The copy must match the data word for word and contain no pictures.

▸ **Collection entries**:
_____

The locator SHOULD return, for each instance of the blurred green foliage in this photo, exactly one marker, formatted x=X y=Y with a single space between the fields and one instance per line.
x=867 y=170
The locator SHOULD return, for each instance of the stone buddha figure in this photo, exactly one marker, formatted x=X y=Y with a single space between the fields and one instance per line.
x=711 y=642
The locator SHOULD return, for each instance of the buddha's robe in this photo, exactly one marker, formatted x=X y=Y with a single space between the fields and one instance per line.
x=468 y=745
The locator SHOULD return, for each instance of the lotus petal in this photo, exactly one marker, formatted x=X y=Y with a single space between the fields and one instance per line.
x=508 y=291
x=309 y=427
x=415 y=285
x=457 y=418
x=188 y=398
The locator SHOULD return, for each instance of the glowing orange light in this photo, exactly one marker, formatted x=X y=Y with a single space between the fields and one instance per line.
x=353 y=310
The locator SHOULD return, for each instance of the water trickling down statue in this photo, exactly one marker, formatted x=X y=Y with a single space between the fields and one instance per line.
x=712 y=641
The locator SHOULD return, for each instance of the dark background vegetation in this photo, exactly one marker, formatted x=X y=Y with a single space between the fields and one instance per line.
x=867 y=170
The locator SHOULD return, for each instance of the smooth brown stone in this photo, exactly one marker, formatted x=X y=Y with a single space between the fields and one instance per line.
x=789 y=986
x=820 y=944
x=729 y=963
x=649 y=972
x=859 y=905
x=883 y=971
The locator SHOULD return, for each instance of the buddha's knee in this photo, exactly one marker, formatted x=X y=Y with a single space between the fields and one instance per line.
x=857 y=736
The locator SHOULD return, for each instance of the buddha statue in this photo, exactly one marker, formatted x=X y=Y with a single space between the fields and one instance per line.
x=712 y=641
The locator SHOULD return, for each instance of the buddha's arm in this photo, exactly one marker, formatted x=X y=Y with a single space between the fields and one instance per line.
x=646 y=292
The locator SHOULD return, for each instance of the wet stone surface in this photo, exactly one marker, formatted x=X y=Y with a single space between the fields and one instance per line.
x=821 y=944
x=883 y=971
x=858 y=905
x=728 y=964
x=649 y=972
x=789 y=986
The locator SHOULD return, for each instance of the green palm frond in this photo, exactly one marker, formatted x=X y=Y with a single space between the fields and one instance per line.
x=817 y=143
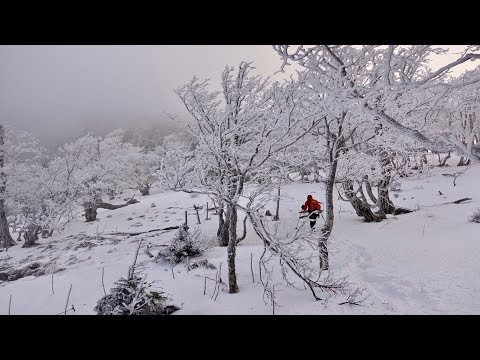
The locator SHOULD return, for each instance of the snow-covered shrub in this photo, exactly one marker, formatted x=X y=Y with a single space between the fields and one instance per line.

_____

▸ **EXERCISE RESPONSE**:
The locator SHOULD return, for each instance of the blurred green foliage in this photo, exactly one marker, formatted x=X y=Y with a single space between the fields and one instance per line.
x=867 y=170
The locator SHOULD return, for each instance of the stone buddha figure in this photo, exactly one marker, formatted x=X y=Y with a single space between the fields and one instance per line.
x=711 y=642
The locator SHOULD return, for each instance of the buddha's robe in this photo, exactly one marker, formatted x=X y=Y with a single space between the fields and one instance per line.
x=468 y=745
The locator SHOULD return, for each instance of the lotus petal in this photo, exactly one marker, formatted x=X y=Y with a single space between the fields and one instance per line.
x=508 y=291
x=309 y=427
x=415 y=285
x=457 y=418
x=188 y=398
The locator SHOULD return, for each instance of the glowing orange light in this photo, exactly one marker, formatted x=X y=Y with a single space between the fields and one instance per line.
x=353 y=310
The locator SHOULD return, for each instance of the water trickling down statue in this photo, exactly one marker, formatted x=X y=Y with a single space between the fields and one instance per line.
x=712 y=641
The locator SHOULD return, for each instance of the dark background vegetation in this photo, exactly one marker, formatted x=X y=Y with a single space between the fields and one instance per line.
x=867 y=170
The locator SHOULD return, for each instance of the smooth brown stone in this photo, exactly one marker, formatted x=X y=Y with a single space between the fields and one instance per line.
x=789 y=986
x=820 y=944
x=729 y=963
x=649 y=972
x=859 y=905
x=883 y=971
The locator SHOULD return, for each instance of the buddha's knee in this photo, exactly one marker, formatted x=X y=Y with a single space between the fields and one instance per line.
x=857 y=736
The locator SHOULD return, for each instance of the buddha statue in this photo, exactly one marker, formatted x=X y=Y with a single space between the fields and one instance per line.
x=712 y=641
The locator SHOULD return, for each instance of the buddha's arm in this photo, exactly one marker, formatted x=X y=Y with a single space between the fields and one instance per line.
x=646 y=292
The locator SHOULD return, for each instance of the wet stone surface in this photo, exactly one marker, formatted x=X y=Y with a single space between the fields and one instance per line.
x=821 y=944
x=883 y=971
x=858 y=905
x=728 y=964
x=649 y=972
x=789 y=986
The locator SHOULD return, for each instance of the green palm frond in this photo, exactly one marker, formatted x=X y=Y with a single space between the fields and one instance per line.
x=817 y=143
The locator SHOULD return, for each instance of the snow-covered shrub in this photo, exactly one marker, formatted x=X y=Y with a single space between the fields and one instance per line.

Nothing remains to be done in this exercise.